==== THE INPUT ====

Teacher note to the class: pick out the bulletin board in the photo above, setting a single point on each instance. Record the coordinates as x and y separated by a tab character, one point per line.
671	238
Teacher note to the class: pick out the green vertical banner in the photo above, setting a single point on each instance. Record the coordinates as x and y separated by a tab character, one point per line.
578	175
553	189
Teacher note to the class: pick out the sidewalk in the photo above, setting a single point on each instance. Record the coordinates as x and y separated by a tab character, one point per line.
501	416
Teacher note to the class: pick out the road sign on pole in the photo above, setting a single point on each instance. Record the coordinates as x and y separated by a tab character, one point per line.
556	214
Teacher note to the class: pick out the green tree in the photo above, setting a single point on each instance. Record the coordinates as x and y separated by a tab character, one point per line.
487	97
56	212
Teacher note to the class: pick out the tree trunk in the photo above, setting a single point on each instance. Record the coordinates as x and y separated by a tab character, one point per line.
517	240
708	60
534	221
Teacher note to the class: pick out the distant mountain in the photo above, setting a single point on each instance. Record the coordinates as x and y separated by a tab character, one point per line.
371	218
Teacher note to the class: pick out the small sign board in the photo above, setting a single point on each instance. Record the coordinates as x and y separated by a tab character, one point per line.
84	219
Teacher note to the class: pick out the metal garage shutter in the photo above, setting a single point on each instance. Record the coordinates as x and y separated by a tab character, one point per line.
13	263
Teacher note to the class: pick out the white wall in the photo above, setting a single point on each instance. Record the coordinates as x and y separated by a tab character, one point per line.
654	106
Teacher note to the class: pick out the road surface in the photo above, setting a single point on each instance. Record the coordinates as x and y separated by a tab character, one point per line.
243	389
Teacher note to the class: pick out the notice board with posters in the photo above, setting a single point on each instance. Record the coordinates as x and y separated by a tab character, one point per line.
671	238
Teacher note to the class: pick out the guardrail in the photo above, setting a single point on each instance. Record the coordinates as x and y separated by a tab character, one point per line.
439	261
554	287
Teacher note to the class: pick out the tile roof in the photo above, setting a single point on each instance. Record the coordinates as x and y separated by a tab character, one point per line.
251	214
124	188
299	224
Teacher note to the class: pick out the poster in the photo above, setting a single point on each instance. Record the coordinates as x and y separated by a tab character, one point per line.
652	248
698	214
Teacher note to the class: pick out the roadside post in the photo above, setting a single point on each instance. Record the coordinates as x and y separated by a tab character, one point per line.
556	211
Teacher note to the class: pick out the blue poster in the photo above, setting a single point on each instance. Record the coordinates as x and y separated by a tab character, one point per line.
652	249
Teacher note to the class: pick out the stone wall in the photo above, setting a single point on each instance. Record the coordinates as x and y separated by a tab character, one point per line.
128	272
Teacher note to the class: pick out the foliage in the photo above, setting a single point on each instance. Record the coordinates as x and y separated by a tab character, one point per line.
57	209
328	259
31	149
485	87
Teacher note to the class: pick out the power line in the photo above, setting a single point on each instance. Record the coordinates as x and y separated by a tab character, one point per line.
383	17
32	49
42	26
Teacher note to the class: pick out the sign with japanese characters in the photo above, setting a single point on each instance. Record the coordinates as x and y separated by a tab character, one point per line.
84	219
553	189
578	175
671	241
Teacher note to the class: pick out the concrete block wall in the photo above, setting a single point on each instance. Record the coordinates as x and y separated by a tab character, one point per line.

====

WORK TO BE COMPLETED: Starting at the line that contains "Teacher note to the class: pick out the power" and ending at the last line of the items, format those lines as a numbered list, leaving out any blank lines.

EXPECTED ANSWER:
1. Teacher note to the class: pick out the power line in the photo above, setting a single point on each instance. Record the coordinates as x and y separated by a tab character, one point per line.
2. 383	17
3. 32	49
4. 42	26
5. Teacher note to the class: pick out the sign with japanese characters in the photo above, setting a single point on each instance. Record the coordinates as x and y separated by a tab character, one point per line.
6. 84	219
7. 553	189
8. 578	175
9. 671	241
10. Teacher note to the class: pick out the concrete block wall in the photo above, setting a single point on each instance. Record the coordinates as x and y separated by a tab character, one point per line.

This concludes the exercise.